- EXERCISE DESCRIPTION -
Look for the word "image" in the records, and copy each line where it appears.

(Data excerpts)

▬▬▬▬▬▬

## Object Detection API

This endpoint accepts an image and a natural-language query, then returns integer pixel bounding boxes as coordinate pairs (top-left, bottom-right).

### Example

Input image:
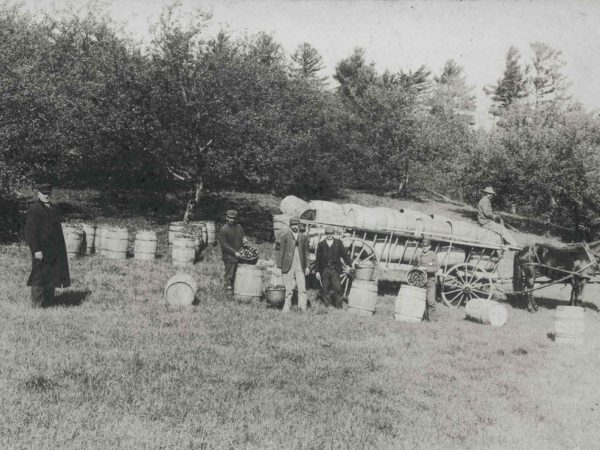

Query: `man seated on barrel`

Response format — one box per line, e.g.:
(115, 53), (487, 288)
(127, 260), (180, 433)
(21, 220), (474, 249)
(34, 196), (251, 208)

(315, 226), (351, 309)
(477, 186), (518, 246)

▬▬▬▬▬▬

- ANSWER SECTION -
This endpoint accepts an image and a natural-language query, then returns integer pixel bounding boxes as coordinate pairs (top-left, bottom-right).
Input image:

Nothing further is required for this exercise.